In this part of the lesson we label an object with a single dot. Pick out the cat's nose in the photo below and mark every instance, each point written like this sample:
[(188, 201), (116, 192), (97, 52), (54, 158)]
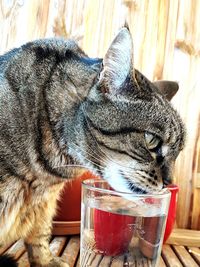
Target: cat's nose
[(166, 172), (167, 181)]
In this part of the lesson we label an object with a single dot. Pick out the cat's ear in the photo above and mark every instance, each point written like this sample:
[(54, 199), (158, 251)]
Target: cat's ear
[(117, 61), (167, 88)]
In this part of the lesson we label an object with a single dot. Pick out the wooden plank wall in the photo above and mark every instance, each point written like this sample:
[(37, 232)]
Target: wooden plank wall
[(167, 46)]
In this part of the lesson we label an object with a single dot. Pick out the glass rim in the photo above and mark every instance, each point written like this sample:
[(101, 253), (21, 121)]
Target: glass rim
[(88, 184)]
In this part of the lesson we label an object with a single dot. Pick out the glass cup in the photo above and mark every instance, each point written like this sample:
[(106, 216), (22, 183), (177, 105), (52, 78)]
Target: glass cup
[(121, 229)]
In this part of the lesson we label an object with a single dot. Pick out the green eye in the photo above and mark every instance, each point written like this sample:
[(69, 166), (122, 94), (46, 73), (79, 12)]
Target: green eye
[(153, 142)]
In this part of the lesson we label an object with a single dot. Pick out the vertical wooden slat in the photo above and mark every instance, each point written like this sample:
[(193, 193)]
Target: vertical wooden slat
[(166, 37), (71, 251)]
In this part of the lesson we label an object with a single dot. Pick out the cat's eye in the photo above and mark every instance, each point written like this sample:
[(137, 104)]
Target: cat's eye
[(153, 142)]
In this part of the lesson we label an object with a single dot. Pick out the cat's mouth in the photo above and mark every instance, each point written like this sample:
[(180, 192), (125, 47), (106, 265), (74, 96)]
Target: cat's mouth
[(134, 188)]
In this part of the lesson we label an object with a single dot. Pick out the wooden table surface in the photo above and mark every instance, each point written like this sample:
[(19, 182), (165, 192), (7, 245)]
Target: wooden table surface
[(68, 247)]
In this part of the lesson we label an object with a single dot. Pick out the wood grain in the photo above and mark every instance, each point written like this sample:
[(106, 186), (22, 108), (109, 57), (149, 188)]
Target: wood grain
[(166, 46), (184, 237), (184, 256)]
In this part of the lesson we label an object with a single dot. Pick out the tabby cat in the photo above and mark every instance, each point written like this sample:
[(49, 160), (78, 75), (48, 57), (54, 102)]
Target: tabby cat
[(59, 108)]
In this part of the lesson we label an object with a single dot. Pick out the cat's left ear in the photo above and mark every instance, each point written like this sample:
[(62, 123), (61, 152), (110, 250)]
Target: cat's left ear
[(167, 88), (117, 62)]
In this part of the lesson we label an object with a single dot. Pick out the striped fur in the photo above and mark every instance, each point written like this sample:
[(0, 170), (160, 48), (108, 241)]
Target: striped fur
[(60, 108)]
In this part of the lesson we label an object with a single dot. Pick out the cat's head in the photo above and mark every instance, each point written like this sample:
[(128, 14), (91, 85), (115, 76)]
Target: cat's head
[(132, 133)]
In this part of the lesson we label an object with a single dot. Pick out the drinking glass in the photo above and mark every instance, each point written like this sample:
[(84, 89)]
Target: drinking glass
[(121, 229)]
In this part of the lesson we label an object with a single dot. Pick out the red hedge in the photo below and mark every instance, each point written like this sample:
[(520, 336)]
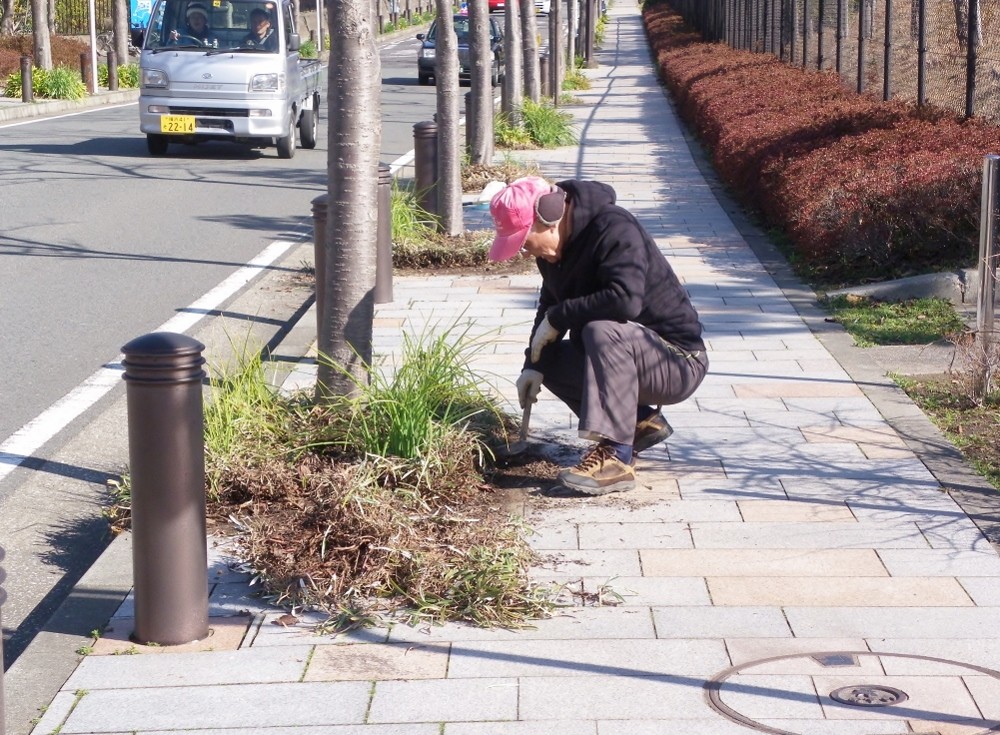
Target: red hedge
[(861, 186)]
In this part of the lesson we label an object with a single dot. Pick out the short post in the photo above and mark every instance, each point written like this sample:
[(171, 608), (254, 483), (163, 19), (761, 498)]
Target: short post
[(383, 252), (988, 252), (319, 255), (164, 375), (425, 165), (27, 91), (3, 599), (112, 71)]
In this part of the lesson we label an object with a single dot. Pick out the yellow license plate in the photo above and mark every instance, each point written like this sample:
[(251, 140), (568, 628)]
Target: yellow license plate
[(177, 124)]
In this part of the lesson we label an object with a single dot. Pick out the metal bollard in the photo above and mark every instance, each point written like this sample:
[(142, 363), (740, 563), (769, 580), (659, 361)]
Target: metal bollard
[(425, 165), (3, 599), (164, 375), (383, 252), (112, 71), (27, 91), (319, 255)]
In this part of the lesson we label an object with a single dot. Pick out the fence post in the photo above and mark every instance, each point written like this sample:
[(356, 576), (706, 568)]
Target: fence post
[(805, 32), (862, 44), (383, 238), (163, 375), (887, 59), (972, 49), (425, 165), (921, 52), (988, 253), (27, 91)]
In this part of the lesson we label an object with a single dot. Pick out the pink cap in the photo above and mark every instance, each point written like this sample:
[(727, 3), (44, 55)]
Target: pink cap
[(513, 211)]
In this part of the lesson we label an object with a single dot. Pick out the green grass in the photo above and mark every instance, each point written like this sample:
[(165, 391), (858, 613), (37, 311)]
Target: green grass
[(913, 322)]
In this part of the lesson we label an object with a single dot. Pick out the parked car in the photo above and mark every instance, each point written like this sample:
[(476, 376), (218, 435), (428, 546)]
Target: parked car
[(427, 55), (541, 6)]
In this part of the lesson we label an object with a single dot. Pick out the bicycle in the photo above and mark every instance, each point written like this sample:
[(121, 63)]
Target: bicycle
[(106, 43)]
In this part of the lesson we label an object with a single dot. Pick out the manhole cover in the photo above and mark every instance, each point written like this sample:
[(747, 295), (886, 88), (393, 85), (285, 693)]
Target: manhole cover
[(895, 692), (868, 696)]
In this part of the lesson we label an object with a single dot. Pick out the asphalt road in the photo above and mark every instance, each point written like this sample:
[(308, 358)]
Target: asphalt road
[(101, 243)]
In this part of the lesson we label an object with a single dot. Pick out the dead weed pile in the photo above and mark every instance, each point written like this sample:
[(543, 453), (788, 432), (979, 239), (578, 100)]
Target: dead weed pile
[(376, 502)]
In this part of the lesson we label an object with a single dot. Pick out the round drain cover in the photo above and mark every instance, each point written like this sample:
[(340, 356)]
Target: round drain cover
[(868, 696)]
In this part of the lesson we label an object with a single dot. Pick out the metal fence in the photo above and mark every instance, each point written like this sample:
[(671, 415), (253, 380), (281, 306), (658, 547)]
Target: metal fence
[(73, 17), (941, 52)]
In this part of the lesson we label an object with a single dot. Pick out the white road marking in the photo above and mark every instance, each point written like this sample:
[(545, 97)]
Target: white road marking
[(32, 436)]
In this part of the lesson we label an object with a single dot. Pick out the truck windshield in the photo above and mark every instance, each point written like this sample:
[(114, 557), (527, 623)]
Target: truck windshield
[(199, 25)]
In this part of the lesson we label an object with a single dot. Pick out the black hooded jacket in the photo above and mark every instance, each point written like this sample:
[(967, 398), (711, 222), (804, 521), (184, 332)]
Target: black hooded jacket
[(611, 269)]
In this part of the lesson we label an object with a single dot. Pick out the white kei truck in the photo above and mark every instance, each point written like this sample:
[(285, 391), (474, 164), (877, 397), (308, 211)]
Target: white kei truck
[(234, 74)]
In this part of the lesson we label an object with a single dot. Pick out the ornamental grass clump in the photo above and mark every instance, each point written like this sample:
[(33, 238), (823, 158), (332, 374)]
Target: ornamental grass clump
[(375, 502)]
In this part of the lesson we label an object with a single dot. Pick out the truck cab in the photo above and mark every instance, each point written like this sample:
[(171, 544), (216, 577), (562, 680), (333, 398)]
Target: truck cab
[(226, 70)]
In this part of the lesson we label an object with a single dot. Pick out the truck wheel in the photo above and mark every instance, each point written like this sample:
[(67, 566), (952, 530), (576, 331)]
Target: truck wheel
[(156, 144), (308, 128), (286, 143)]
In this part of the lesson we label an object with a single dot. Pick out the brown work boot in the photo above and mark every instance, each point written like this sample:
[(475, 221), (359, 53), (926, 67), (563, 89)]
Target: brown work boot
[(651, 431), (599, 472)]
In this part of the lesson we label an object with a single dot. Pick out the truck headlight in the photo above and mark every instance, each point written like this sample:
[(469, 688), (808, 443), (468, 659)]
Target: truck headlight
[(267, 82), (154, 78)]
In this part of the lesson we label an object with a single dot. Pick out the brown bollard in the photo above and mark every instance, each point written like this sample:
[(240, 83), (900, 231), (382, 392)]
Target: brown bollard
[(319, 255), (112, 71), (164, 375), (27, 93), (543, 72), (425, 165), (3, 599), (383, 252)]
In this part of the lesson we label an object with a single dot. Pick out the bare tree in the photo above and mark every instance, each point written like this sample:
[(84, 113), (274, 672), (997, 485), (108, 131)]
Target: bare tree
[(513, 80), (120, 25), (529, 30), (449, 184), (40, 34), (480, 114), (355, 140)]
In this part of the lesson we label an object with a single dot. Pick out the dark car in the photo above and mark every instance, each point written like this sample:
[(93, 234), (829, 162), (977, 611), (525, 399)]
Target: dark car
[(426, 56)]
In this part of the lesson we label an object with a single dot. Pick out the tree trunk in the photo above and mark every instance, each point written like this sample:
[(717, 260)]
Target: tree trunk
[(513, 81), (120, 21), (354, 143), (7, 17), (480, 116), (572, 25), (40, 34), (449, 185), (529, 30)]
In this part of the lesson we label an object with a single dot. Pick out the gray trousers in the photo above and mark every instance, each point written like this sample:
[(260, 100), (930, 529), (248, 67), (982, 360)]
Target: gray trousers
[(619, 368)]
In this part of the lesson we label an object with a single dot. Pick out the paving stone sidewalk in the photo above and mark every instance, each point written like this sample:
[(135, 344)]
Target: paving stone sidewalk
[(787, 560)]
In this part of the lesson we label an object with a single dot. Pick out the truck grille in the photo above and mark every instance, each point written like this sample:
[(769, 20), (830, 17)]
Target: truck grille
[(208, 112)]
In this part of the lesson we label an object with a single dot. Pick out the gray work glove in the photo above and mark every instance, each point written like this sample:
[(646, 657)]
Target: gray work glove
[(529, 383), (544, 334)]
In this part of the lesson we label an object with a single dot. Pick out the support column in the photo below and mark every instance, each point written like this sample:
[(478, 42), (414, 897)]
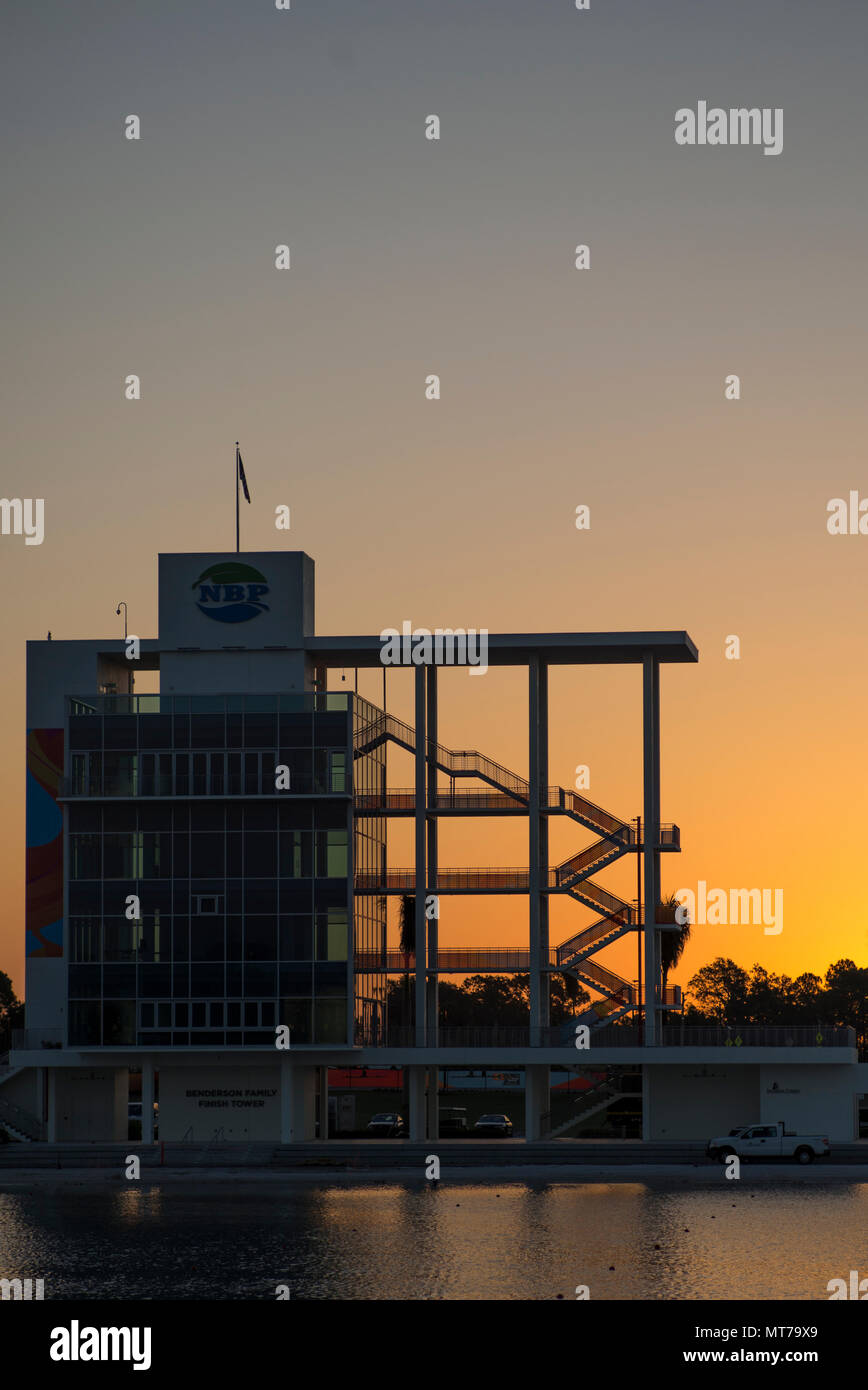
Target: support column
[(651, 841), (544, 897), (52, 1105), (646, 1104), (418, 1104), (420, 859), (537, 845), (323, 1102), (433, 824), (298, 1102), (148, 1098), (536, 1100)]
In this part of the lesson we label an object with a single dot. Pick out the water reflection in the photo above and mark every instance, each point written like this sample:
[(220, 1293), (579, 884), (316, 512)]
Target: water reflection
[(405, 1240)]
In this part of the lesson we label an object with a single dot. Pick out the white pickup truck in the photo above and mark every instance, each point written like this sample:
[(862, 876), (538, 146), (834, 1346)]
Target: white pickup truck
[(762, 1141)]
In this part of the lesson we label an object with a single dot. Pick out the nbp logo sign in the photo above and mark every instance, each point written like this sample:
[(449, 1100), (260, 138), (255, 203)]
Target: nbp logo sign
[(231, 592)]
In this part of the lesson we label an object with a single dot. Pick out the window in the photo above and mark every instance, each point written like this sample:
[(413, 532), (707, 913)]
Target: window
[(337, 772), (331, 854)]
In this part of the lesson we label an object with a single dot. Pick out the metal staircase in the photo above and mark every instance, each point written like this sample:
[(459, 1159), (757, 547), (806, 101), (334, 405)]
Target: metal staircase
[(591, 1101), (573, 876)]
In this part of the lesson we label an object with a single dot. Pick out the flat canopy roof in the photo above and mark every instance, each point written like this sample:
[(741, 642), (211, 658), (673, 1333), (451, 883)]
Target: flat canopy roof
[(516, 648)]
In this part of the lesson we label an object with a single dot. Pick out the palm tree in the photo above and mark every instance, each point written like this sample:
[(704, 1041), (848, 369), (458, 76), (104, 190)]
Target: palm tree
[(672, 943), (408, 945)]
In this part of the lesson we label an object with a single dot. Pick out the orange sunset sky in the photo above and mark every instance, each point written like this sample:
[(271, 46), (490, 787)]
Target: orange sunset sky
[(558, 388)]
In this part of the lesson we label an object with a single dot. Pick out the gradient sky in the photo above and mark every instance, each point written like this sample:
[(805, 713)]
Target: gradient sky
[(558, 387)]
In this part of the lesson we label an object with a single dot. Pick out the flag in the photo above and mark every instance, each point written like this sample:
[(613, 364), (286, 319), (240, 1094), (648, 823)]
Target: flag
[(241, 474)]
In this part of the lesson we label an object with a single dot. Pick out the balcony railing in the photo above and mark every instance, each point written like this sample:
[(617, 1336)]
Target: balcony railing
[(169, 787), (28, 1040), (614, 1036), (302, 702)]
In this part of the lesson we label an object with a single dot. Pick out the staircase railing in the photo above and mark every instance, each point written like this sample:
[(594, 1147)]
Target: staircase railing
[(21, 1119)]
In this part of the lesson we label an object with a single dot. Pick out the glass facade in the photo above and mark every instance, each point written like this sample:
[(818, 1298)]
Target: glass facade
[(244, 891)]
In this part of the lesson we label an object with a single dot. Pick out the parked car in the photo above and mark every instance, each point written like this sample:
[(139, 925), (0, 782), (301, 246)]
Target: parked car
[(493, 1125), (764, 1141), (387, 1126), (454, 1122)]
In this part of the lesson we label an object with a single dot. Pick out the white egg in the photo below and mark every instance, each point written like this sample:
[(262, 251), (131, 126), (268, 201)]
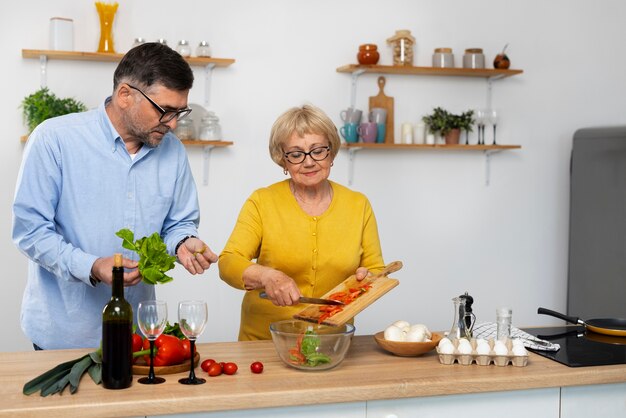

--------

### [PROBLEM]
Gather every line in the listing above that contains the string "plate", and copy each one in full.

### [TASK RESPONSE]
In this part of the lesson we label an object with a single dot. Pick out the yellow license plate in the photo above and mark every instance, each point written like this sample:
Target: yellow license plate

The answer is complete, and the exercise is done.